**Work to do**: Reproduce the following data line for line, changing nothing.

╭─ Material for this task

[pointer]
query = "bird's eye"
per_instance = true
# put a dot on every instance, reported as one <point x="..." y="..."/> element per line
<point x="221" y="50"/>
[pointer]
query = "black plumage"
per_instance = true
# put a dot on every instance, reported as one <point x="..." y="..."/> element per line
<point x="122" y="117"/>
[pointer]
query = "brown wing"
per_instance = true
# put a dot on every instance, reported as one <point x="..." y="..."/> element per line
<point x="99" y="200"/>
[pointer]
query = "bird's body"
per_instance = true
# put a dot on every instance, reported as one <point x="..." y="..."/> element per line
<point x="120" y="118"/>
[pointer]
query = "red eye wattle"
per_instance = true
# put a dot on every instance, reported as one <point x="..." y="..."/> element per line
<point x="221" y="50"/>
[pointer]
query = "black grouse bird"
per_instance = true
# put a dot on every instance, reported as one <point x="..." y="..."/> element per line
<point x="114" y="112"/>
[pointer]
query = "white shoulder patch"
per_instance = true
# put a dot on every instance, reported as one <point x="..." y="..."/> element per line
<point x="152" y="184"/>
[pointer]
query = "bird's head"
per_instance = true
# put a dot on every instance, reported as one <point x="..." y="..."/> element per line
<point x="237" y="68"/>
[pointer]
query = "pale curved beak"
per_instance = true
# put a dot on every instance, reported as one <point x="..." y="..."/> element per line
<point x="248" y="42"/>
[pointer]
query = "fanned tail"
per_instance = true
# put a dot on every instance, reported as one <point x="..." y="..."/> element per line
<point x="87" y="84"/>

╰─

**Correct answer**:
[pointer]
query = "bird's eye"
per_instance = true
# put a dot on every instance, reported as one <point x="..." y="..."/> element per line
<point x="221" y="50"/>
[pointer]
query = "black plumage"
per_instance = true
# put a dot on every instance, reported as one <point x="..." y="..."/> element per line
<point x="122" y="117"/>
[pointer]
query = "brown wing"
per_instance = true
# put a dot on every instance, reported as one <point x="..." y="..."/> element per line
<point x="99" y="200"/>
[pointer]
query = "bird's body"
per_instance = true
# put a dot on every instance, reported as one <point x="..." y="..."/> element per line
<point x="120" y="118"/>
[pointer]
query = "red eye wattle"
per_instance = true
# put a dot on every instance, reported as one <point x="..." y="..."/> element per line
<point x="221" y="50"/>
[pointer]
query = "black grouse bird"
per_instance = true
# put a dot on every instance, reported as one <point x="..." y="..."/> element per line
<point x="114" y="112"/>
[pointer]
query = "white shoulder patch"
per_instance = true
# put a dot on every instance, reported as one <point x="..." y="..."/> element per line
<point x="152" y="184"/>
[pointer]
query = "bird's head"
per_instance = true
# put a dot on every instance, reported as one <point x="..." y="..."/> element per line
<point x="237" y="68"/>
[pointer]
query = "pale curved beak"
per_instance = true
# put a dot on every instance, reported as one <point x="..." y="..."/> element per line
<point x="248" y="42"/>
[pointer]
query = "fanned tail"
per_instance = true
# put a dot on every instance, reported as one <point x="..." y="..."/> element per line
<point x="87" y="84"/>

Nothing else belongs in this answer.